5
$\begingroup$

Michael Lewis's book "The Undoing Project" is concerned with the (mathematical) psychologists Daniel Kahneman and Amos Tversky. (Kahneman won the 2002 Nobel Prize; Tversky died in 1996.) On page 157, this question is quoted:

The mean IQ of the population of eighth graders in a city is known to be 100. You have selected a random sample of 50 children for a study of educational achievement. The first child tested has an IQ of 150. What do you expect the mean IQ to be for the whole sample.

Tversky and Kahneman stated: "The correct answer is 101. A surprisingly large number of people believe that the expected IQ for the sample is still 100" in Psychological Bulletin, vol. 76, 105--110 (1971). (http://pirate.shu.edu/~hovancjo/exp_read/tversky.htm)

Can anyone justify the answer of IQ 101? Is it possible to solve this problem without being given the standard deviation of the population?

● WHAT YOU NEED TO DO
Copy out the whole post on the expected mean IQ of a sample, character for character, before turning to the material.

● EXCERPTED RECORDS
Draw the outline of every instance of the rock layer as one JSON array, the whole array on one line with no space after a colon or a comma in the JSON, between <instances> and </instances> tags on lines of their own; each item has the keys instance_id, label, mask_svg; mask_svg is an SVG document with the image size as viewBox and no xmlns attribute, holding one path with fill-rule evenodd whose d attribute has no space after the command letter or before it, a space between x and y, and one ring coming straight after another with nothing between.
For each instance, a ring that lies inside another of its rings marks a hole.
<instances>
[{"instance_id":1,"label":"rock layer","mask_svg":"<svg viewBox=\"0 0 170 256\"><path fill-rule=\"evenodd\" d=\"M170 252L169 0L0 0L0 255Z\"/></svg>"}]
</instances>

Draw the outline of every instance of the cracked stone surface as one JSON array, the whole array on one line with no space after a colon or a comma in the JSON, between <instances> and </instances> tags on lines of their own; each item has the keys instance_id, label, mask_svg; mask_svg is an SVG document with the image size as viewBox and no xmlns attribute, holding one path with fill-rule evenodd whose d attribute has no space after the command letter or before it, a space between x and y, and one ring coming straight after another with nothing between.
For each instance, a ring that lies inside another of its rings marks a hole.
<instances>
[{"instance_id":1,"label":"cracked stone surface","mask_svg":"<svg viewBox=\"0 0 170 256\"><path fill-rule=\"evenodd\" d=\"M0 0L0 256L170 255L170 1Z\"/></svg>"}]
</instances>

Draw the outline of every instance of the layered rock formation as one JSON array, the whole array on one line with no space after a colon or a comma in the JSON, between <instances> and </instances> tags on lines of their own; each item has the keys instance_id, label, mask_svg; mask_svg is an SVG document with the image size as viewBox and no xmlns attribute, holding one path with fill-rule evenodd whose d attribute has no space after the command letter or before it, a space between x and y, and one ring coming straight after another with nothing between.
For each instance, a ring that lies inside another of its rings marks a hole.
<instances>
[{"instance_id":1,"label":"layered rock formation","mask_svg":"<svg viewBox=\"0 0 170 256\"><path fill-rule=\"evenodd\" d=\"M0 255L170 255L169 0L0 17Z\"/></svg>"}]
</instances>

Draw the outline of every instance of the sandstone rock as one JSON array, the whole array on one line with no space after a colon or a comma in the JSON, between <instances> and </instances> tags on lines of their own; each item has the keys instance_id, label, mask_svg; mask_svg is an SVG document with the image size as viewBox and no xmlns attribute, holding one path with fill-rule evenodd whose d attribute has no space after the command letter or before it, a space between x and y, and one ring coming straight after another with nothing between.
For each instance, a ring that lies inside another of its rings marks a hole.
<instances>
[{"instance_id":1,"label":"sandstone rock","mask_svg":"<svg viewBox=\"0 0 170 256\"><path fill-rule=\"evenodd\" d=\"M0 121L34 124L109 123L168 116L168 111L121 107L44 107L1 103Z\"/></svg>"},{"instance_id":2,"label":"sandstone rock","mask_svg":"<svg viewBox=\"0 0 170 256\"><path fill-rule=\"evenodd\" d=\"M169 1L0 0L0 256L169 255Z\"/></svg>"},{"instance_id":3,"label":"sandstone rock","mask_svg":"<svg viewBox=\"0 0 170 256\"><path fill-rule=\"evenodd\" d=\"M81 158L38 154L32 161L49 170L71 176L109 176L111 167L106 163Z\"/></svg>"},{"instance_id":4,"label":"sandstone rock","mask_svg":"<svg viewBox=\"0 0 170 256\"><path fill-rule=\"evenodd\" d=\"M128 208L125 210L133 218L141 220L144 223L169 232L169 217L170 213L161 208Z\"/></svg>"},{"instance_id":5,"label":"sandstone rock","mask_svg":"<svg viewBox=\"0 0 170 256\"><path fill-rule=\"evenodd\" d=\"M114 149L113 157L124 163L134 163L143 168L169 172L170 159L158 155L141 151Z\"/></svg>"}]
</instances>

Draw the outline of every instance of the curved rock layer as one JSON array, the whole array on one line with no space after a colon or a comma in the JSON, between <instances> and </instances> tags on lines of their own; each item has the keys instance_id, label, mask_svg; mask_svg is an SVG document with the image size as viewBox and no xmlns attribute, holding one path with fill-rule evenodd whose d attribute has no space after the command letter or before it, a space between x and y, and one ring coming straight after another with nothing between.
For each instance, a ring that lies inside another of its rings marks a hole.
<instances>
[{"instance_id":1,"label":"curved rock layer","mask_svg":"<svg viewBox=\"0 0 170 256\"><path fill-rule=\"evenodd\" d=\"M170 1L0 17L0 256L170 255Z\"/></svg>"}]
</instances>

● OUTPUT FOR THIS EXERCISE
5
$\begingroup$

Michael Lewis's book "The Undoing Project" is concerned with the (mathematical) psychologists Daniel Kahneman and Amos Tversky. (Kahneman won the 2002 Nobel Prize; Tversky died in 1996.) On page 157, this question is quoted:

The mean IQ of the population of eighth graders in a city is known to be 100. You have selected a random sample of 50 children for a study of educational achievement. The first child tested has an IQ of 150. What do you expect the mean IQ to be for the whole sample.

Tversky and Kahneman stated: "The correct answer is 101. A surprisingly large number of people believe that the expected IQ for the sample is still 100" in Psychological Bulletin, vol. 76, 105--110 (1971). (http://pirate.shu.edu/~hovancjo/exp_read/tversky.htm)

Can anyone justify the answer of IQ 101? Is it possible to solve this problem without being given the standard deviation of the population?